Microsoft, LinkedIn, and all that…

Microsoft bought LinkedIn for US$26.2 billion. The basic question everyone is asking: Why?

One possible answer: to spruce up enterprise social services. After its Yammer acquisition, LinkedIn adds to its enterprise social services ecosystem.

One more thought: acqui-hiring? LinkedIn has data; Microsoft has the software capability to mine it. LinkedIn was not getting anywhere with its wobbling model and volatile market valuation. Microsoft has the capability to give it the impetus it needs to stabilise and scale.

But that high an amount? Isn’t it too high, even for 400million professional users? But then, the tech environment has always been plagued by seemingly bizarre acquisitions that don’t make any sense right off the bat. Cases in point: Facebook bought Whatsapp for US$19 billion when the latter wasn’t even making any money; Dell bought (ongoing) EMC for US$67 billion to form a monopoly in the hardware and infrastructure market.

Coming back to the point, Microsoft’s acquisition of LinkedIn justified? To me, the price is way too steep. What does LinkedIn stand to gain?

  • Microsoft’s deep pockets
  • Infrastructure and resources
  • Ecosystem of cloud platforms
  • Ready-to-use plug-and-play software solutions
  • Sales teams with proven expertise

But what about Microsoft? What do they have to gain?

- _Goal of the exercise_:
According to the piece on Microsoft buying LinkedIn, how much did Microsoft pay?

[Dataset excerpts on object pointing]
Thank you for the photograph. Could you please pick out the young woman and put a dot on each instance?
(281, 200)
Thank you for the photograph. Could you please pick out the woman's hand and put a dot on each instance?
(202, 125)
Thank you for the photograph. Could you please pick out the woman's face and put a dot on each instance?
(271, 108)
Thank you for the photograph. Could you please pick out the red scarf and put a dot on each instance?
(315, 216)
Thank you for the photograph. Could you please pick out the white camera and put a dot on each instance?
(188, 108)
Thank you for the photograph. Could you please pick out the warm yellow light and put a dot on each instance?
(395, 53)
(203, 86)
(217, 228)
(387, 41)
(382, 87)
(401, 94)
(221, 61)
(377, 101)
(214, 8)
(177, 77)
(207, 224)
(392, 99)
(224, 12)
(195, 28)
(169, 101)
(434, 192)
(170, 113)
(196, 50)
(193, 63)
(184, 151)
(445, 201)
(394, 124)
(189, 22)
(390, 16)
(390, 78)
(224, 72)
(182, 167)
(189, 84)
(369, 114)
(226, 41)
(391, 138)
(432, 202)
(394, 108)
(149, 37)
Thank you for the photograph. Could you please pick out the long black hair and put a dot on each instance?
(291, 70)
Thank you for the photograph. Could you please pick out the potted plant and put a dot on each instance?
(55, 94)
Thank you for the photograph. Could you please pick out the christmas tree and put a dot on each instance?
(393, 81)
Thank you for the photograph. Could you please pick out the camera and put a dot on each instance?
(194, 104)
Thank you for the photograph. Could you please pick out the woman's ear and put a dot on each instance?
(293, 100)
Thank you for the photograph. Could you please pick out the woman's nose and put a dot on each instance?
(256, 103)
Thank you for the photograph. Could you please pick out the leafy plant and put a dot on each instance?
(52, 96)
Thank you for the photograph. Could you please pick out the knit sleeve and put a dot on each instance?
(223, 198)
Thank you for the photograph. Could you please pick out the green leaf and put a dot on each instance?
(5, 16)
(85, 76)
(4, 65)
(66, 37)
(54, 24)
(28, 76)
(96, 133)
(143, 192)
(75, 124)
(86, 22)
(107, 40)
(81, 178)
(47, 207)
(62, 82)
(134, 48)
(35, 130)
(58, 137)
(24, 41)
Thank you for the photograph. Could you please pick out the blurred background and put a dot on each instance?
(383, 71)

- _Result_:
US$26.2 billion.